Há duas semanas, tivemos o primeiro turno das eleições municipais. Muito já foi falado sobre esse processo, mas vou voltar a falar sobre ele aqui. O que acho mais relevante é apontar que as consequências políticas deste processo, que é, do ponto de vista nacional, um evento no caminho das eleições de 2026, estão começando a aparecer. E o posicionamento recente do Ministério da Fazenda, reforçando a ideia de ajuste fiscal, é apenas uma das consequências.

Para começar, na minha avaliação, foi mantida uma polarização entre o bolsonarismo e a esquerda, ou se quiserem simplificar partidariamente, entre o PL e o PT. E aqui, algumas opiniões sobre isso. A primeira é que isso acontece mesmo quando a disputa não envolve diretamente o PL e o PT. No segundo turno em São Paulo, vemos a disputa (partidária) entre o MDB e o PSOL, mas no fundo segue sendo uma disputa entre o PL e o PT. Idem para Porto Alegre, onde a disputa é entre o MDB e o PT, ou para o Rio de Janeiro (decidida no primeiro turno), onde a disputa era entre PL e PSD.

Os partidos da direita (ou centro-direita, como prefeririam alguns), cresceram e muito, mas não apresentam projetos na disputa nacional, e a princípio nem se propõem a isso, fazendo parte do fundo dessa disputa nacional, para o desespero de alguns analistas políticos que gostariam muito de ressuscitar a tal centro-direita na disputa presidencial de 2026. O fracasso eleitoral do PSDB, que segue minguando, é no fundo uma expressão disso. Os partidos da centro-direita que cresceram não apontam para essa vontade da disputa (embora em política nada possa ser descartado), estão mais para “negociar o passe” com algum dos líderes da polarização.

Do ponto de vista partidário, houve uma concentração de poder (e votos) nos chamados grandes partidos, reduzindo a fragmentação. Isto era esperado com a nova legislação partidária e contou com um papel importante do fundo partidário e das emendas parlamentares, que explicam também o crescimento dos grandes partidos nos últimos processos eleitorais. Com proporções diferentes, além do PL e do PT, cresceram em votos o PSD, o MDB, o PP, o União Brasil (esse, pouquinho), o Republicanos e o PSB, na turma dos que tiveram mais de três milhões de votos em 2024.

Assim, o quadro institucional de disputa em 2026, a menos que ocorra alguma grande mudança no cenário – está longe a data, sempre pode haver modificações, a conjuntura nacional e internacional, e também a economia estão voláteis – vai depender de uma disputa por esses partidos da centro-direita. Esse será o jogo do pragmatismo, que parece ser o caminho que o atual bloco no poder vai trilhar.

Tarefa a realizar:
Segundo o trecho sobre as eleições municipais, entre quais partidos se deu a disputa no Rio de Janeiro?

[Rótulos de pontos em objetos]
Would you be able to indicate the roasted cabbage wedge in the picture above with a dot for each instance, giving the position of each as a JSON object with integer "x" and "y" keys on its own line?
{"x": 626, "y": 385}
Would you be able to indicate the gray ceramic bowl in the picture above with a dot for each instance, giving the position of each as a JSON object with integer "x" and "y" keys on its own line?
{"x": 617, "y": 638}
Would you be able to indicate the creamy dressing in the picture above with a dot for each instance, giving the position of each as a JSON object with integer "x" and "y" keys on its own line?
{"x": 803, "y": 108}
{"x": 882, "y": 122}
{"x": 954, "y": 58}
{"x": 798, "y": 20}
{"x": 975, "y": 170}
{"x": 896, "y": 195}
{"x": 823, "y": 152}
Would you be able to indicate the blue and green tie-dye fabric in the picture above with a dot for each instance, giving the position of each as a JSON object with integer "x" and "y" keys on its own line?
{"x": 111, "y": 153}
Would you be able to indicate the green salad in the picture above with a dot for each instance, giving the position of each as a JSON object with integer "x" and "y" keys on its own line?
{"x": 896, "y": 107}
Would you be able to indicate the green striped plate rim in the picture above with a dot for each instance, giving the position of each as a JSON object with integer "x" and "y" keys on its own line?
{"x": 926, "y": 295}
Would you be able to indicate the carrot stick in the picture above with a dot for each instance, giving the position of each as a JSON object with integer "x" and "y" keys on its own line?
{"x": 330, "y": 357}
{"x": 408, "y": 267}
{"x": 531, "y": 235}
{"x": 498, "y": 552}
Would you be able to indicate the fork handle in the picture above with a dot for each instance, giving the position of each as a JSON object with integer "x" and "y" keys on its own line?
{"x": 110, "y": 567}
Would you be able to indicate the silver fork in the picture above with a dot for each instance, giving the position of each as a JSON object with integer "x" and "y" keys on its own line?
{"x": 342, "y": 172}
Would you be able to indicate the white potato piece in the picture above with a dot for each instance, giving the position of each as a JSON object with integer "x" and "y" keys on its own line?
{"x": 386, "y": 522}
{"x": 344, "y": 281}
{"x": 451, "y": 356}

Resposta da tarefa:
A disputa no Rio de Janeiro foi entre o PL e o PSD.